Ordem de serviço 1: Liste todas as punições que o texto da página atribui a Silveira durante o período em que foi policial militar.
Ordem de serviço 2:
Diga se cada afirmação abaixo está de acordo com o texto da página. Responda sim ou não e cite as palavras do texto que decidem.
(a) O plenário do STF confirmou a prisão de Silveira por unanimidade.
(b) Silveira trabalhou como policial militar por cerca de dez anos.
(c) O PSL decidiu expulsar Silveira do partido.

Texto da página:
Claro que Villas Bôas sabia que estava dando pano para a manga bolsonarista, queria incêndio e o conseguiu, quando o deseducado e igualmente golpista deputado Silveira entrou em ação. O parlamentar gravou e divulgou um vídeo clamando pelo fechamento do STF e a volta do AI-5, ofendendo com palavrões cinco magistrados, pedindo aos bolsonaristas que os agridam nas ruas, e disse que Gilmar “vende sentenças”. Um trecho saído da boca de Silveira dá conta de que o lugar ideal para ele é um presídio de segurança máxima: “Vá lá [Fachin], prende Villas Bôas, seja homem uma vez na vida (…) Fala pro Alexandre de Moraes, o homenzão (…), manda ele prender um general”. O PSL, partido de Silveira, divide-se quanto a uma expulsão de vez da legenda, uma vez que os ataques feitos ao STF não podem ser confundidos com o exercício da liberdade de expressão”. O plenário da Corte, por onze votos a zero, confirmou a prisão. O Ministério Público Federal o denunciou por incitamento à violência e ameaça ao livre exercício dos poderes Legislativo e Judiciário. O bolsonarista Arthur Lira, líder da Câmara de deputados, até a tarde de quinta-feira tentava articular saída que permitisse tirar o deputado Silveira da cadeia. A comissão de ética vai analisar o caso. Para que se tenha noção da tamanha falta de caráter de Silveira, ele buscava falsos atestados médicos para faltar no trabalho de cobrador de ônibus. Tempos depois tornou-se policial militar — profissão na qual exerceu por cerca de seis anos, período de poucas glórias: passou vinte e seis dias na prisão, cinquenta e quatro na detenção, quatorze repreensões e tomou duas advertências.

VOZ LÚCIDA Alexandre de Moraes manda prender Silveira: o Estado de Direito e o Brasil agradecem (Crédito:Divulgação)

Material fornecido:

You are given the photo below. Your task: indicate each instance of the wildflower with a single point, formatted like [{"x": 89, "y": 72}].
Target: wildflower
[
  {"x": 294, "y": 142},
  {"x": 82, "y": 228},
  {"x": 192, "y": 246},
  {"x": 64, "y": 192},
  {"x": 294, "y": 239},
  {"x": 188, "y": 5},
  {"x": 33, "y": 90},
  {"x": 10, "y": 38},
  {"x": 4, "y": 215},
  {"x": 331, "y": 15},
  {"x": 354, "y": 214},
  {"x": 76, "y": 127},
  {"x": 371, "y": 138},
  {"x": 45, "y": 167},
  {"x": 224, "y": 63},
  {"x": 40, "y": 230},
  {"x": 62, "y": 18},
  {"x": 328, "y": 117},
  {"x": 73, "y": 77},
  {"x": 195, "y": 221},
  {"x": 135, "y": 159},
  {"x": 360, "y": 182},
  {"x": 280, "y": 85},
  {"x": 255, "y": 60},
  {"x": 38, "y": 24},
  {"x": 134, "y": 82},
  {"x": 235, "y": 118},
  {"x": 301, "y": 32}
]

Solução 1:
- vinte e seis dias na prisão
- cinquenta e quatro dias na detenção
- quatorze repreensões
- duas advertências

Solução 2:
(a) Sim: "O plenário da Corte, por onze votos a zero, confirmou a prisão."
(b) Não: "profissão na qual exerceu por cerca de seis anos"
(c) Não: "O PSL, partido de Silveira, divide-se quanto a uma expulsão de vez da legenda"